## PROVIDED TEXT
────

#microformats 2021-05-25

2021-05-25 UTC
iwaim, jeremycherfas, ChanServ, easrng, MylesBraithwaite, [KevinMarks], hendursaga, twisted`, KartikPrabhu and [chee] joined the channel
#
@JamieTanna
I had some fun using the open standard #Microformats2 to update my CV to be machine-parseable - you can check it out at https://hire.jvt.me and there's a bit more info on https://www.jvt.me/posts/2021/05/25/microformats-resume/ (https://www.jvt.me/mf2/2021/05/e5drf/)
(twitter.com/_/status/1397127613534068737)
barnabywalters joined the channel
#
[KevinMarks]
suggestions
tweet[m] and jamietanna[m] joined the channel
#
barnabywalters
not sure if it’s worth sending a PR to a deprecated repo
#
barnabywalters
looks like this is the new one https://github.com/HTTPArchive/httparchive.org — it doesn’t have any mention of mf2, and I can’t find a similar custom metrics file
kir0ul, kiroul, [KevinMarks], strugee and justBull joined the channel
#
[KevinMarks]
I'm talking to them about it - they need h-cite at least and some mf1 markers
indy, ben_thatmustbeme, hey, GWG, hendursaga, ivc, omz13, Phae, Kaja, beko, timotimo and Saphire joined the channel
indy_, iwaim, KartikPrabhu, MylesBraithwaite, jeremycherfas, ChanServ, barnabywalters, jamietanna[m] and globbot joined the channel
#
[KevinMarks]
should h-cite be on the front page now?
JackyAlcin[m], astralbijection[, tweet[m] and KartikPrabhu joined the channel
#
barnabywalters
the /h-cite page doesn’t have a Status section, but mentions that it’s a draft specification
#
barnabywalters
h-cite isn’t listed on https://microformats.org/wiki/microformats2#v2_vocabularies, but is mentioned on that page in several of the “examples in the wild”
#
barnabywalters
so it probably needs a Status section a la the one on h-entry, and then be added to /Main_Page and /microformats2
KartikPrabhu joined the channel
#
barnabywalters
hmm, changing the redirect syntax didn’t fix it. looks like there’s something wrong with how the mf wiki serves redirects
[chee], [KevinMarks], TallTed, [snarfed], barnabywalters and gRegorLove joined the channel
#
gRegorLove
tantek, I hadn't seen that conversation. Interesting. I saw chee suggest "still image or set of still images"
#
gRegorLove
I'm realizing how that definition interacts with https://github.com/microformats/h-entry/issues/23 too
#
gRegorLove
If the u-photo dfn included "if the entry has a content property, that should be used as the description for the photo(s)
#
gRegorLove
" that implies the u-photo shouldn't be embedded in e-content.

────

## RECORDED DATA
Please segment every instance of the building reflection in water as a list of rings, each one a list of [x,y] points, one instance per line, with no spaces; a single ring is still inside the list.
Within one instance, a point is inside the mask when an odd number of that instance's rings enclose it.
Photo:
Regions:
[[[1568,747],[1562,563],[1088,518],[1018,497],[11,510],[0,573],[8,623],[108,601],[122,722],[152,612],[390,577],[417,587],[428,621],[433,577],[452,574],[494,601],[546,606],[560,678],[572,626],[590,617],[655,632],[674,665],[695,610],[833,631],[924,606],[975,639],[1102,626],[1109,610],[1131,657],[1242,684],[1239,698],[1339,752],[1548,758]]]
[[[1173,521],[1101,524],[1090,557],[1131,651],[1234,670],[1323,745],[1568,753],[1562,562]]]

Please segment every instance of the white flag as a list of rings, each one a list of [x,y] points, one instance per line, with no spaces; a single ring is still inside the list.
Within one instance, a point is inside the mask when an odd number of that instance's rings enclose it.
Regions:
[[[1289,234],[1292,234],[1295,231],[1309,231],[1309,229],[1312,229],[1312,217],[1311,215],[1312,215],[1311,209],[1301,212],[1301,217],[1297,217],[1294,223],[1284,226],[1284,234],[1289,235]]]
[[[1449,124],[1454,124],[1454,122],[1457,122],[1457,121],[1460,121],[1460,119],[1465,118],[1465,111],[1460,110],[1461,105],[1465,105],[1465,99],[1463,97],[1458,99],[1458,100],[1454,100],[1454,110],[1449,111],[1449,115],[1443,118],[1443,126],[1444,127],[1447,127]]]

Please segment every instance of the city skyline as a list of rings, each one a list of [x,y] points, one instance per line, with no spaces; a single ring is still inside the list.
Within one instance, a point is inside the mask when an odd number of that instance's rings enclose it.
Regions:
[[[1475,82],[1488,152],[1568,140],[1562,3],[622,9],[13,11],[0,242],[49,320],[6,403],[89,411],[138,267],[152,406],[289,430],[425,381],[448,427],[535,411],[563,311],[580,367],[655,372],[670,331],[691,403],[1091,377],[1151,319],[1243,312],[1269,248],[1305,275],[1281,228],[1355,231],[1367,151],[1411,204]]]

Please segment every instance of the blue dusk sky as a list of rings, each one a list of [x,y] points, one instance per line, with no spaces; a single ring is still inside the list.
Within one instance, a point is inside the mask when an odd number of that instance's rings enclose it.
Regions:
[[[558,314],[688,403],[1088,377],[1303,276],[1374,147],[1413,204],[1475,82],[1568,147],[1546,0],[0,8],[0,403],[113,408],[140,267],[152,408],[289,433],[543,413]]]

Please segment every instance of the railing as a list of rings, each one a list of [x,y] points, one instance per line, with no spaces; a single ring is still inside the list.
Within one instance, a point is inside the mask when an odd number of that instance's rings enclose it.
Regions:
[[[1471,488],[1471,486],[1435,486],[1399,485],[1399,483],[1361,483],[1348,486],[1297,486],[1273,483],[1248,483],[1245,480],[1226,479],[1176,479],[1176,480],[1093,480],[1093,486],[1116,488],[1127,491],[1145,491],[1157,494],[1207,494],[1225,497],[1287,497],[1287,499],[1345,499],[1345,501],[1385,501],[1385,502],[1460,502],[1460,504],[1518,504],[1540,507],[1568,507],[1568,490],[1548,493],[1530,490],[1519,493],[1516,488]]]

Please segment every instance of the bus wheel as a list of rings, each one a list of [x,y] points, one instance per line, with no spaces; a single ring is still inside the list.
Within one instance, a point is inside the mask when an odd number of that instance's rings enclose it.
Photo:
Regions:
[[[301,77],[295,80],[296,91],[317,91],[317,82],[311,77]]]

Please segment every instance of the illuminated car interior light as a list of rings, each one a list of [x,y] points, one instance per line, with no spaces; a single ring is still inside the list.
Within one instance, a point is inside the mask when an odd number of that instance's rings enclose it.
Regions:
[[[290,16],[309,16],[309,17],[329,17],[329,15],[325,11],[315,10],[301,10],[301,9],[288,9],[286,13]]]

────

## WHAT YOU SHOULD DO
Reproduce everything in the microformats channel log above from "2021-05-25 UTC" down to "(twitter.com/_/status/1397127613534068737)", word for word.

## EXPECTED ANSWER
2021-05-25 UTC
iwaim, jeremycherfas, ChanServ, easrng, MylesBraithwaite, [KevinMarks], hendursaga, twisted`, KartikPrabhu and [chee] joined the channel
#
@JamieTanna
I had some fun using the open standard #Microformats2 to update my CV to be machine-parseable - you can check it out at https://hire.jvt.me and there's a bit more info on https://www.jvt.me/posts/2021/05/25/microformats-resume/ (https://www.jvt.me/mf2/2021/05/e5drf/)
(twitter.com/_/status/1397127613534068737)